- **Goal 1**: Filter the records below and copy each line that contains the word "maple".

- **Text block**:

## begin

Typically, for a given powder system with similar properties and environmental conditions, coarse powder flow times are lower for a given alloy system than fine powder distributions for particles in this size range. However, the reverse was consistently observed during this study, suggesting other factors are influencing the flow properties in these recycled powders. While the Hall flow test is a fairly good indicator for batch flow characteristics of a particulate system, especially with spherical particles, it is rather insensitive to other factors that may influence cohesion.[18] Characteristics such as moisture, morphology, particle surface roughness, bimodal distributions, or attached satellites, among others, can significantly influence measured flow times[18] in part because of the simplicity of the test.

Morphological changes due to the introduction of coarse powders during recycling were observed by SEM before and after screening each build cycle. Figures 5(a) through (c) show typical SEM images of the − 140 mesh powder pre-build 1, 5, and 10, respectively, where Figure 5(a) morphologies are typical of the virgin GA powder. However, after multiple uses and screening through a − 140 mesh screen, larger particles are observed in the distributions (Figures 5(b) and (c)), and the observed increase in the proportion of these larger particles was consistent with laser diffraction PSD measurements. The larger particles were observed to contain a mix of highly spherical and non-spherical (ovoid, oblong, and agglomerates/satellites) morphologies, which appeared to influence batch flow as increasing numbers of larger particles were introduced into the distribution. As the powder across all samples was environmentally conditioned prior to testing, it is expected that the reduction in flowability is due in large part to the increasingly bimodal distribution of the feedstock where the smaller atomized particles become candidates for interstitial particle friction with the introduced larger particles. Also, many of the larger particles had non-spherical agglomerated or fused particle morphologies, which also contributed to increasing Hall flow times. From a practical perspective, while the flow time was shown to increase, no noticeable spreading issues were observed in the EOS M280 until runs 9 and 10, where so many large and unusually shaped particles began to cause streaking and other bed-related issues.

## end

Records of labeled points:

## begin

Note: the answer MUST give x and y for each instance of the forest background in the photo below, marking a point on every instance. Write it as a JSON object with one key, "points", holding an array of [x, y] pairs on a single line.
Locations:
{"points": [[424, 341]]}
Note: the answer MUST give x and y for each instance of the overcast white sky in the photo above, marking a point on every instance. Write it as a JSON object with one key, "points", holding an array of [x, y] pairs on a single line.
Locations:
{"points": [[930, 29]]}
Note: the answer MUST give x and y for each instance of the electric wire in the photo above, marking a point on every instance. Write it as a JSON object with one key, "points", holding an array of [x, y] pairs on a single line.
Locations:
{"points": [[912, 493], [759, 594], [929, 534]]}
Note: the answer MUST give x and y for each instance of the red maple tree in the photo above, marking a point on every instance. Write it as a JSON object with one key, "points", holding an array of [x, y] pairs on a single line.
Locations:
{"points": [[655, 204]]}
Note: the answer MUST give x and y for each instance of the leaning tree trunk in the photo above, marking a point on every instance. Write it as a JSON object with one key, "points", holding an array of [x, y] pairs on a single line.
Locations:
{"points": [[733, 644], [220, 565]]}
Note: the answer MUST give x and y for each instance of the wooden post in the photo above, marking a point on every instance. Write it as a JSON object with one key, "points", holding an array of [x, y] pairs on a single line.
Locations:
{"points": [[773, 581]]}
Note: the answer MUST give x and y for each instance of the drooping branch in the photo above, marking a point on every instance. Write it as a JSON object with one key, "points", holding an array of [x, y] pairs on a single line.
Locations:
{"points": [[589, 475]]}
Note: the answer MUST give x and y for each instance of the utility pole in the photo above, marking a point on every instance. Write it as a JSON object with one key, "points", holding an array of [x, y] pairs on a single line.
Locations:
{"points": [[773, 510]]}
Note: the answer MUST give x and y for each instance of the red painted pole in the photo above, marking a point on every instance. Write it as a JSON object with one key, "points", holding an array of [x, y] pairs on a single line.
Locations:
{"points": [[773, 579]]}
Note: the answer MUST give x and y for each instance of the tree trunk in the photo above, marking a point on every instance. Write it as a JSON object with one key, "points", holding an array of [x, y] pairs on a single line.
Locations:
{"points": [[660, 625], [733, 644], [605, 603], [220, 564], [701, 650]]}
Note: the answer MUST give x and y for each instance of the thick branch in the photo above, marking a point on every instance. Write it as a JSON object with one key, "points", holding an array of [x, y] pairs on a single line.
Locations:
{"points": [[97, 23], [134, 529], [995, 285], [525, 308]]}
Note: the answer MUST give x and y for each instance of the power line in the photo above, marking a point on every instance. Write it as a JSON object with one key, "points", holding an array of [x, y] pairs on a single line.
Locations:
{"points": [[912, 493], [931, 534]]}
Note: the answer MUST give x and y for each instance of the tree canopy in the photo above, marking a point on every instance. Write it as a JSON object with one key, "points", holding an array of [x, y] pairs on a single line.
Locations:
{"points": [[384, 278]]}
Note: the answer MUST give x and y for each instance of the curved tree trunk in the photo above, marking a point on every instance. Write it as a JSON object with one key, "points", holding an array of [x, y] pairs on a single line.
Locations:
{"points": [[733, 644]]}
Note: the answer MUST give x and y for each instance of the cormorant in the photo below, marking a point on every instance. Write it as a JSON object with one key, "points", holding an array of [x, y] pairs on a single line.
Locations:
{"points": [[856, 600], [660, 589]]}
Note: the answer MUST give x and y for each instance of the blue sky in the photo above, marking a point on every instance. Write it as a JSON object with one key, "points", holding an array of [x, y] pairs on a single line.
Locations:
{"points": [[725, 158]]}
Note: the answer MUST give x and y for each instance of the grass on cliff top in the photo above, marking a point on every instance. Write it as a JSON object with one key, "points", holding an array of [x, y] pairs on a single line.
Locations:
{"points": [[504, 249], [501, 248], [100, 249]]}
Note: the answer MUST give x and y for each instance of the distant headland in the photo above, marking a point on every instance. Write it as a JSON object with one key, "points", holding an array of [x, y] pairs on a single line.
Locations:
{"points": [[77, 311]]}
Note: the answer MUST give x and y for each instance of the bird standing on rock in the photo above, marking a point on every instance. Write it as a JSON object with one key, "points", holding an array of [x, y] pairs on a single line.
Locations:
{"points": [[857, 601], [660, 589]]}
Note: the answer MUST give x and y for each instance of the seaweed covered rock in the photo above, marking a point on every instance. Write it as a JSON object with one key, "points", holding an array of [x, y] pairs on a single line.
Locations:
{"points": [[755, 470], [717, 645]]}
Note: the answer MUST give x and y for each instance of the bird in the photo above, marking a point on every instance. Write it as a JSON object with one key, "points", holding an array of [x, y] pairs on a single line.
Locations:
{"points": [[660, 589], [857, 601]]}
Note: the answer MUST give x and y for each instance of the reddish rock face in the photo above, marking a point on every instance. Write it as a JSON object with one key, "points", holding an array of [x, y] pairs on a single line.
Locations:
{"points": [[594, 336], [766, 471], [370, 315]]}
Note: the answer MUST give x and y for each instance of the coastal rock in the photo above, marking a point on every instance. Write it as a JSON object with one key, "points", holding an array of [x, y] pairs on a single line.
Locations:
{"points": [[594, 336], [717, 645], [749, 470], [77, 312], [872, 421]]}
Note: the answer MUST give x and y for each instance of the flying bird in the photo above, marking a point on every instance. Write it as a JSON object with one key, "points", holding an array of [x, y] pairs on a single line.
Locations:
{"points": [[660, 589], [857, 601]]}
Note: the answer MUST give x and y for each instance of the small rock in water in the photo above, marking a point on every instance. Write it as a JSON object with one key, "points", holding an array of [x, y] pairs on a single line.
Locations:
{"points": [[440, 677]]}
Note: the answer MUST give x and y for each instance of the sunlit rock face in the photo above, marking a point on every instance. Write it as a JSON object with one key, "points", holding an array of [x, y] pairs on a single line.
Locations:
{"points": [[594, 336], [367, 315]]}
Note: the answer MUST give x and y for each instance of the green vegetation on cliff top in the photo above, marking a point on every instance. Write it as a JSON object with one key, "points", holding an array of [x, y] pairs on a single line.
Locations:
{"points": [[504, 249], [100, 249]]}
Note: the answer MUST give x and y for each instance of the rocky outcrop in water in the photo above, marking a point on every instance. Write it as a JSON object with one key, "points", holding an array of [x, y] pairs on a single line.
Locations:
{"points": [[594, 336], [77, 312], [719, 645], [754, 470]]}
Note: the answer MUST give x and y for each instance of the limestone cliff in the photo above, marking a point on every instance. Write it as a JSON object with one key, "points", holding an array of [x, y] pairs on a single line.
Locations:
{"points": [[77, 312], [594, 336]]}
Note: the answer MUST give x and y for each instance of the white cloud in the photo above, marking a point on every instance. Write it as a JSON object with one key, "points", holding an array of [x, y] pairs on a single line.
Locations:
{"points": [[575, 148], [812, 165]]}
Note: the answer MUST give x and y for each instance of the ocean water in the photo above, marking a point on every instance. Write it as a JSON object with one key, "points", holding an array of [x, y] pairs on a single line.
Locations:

## end

- **Goal 2**: Reproduce everything from "Typically, for a" down to "of the test." in the passage on recycled powder flow, substituting "adhesion" for "cohesion".

- **Full output 1**:
Note: the answer MUST give x and y for each instance of the red maple tree in the photo above, marking a point on every instance. Write it as a JSON object with one key, "points", holding an array of [x, y] pairs on a single line.

- **Full output 2**:
Typically, for a given powder system with similar properties and environmental conditions, coarse powder flow times are lower for a given alloy system than fine powder distributions for particles in this size range. However, the reverse was consistently observed during this study, suggesting other factors are influencing the flow properties in these recycled powders. While the Hall flow test is a fairly good indicator for batch flow characteristics of a particulate system, especially with spherical particles, it is rather insensitive to other factors that may influence adhesion.[18] Characteristics such as moisture, morphology, particle surface roughness, bimodal distributions, or attached satellites, among others, can significantly influence measured flow times[18] in part because of the simplicity of the test.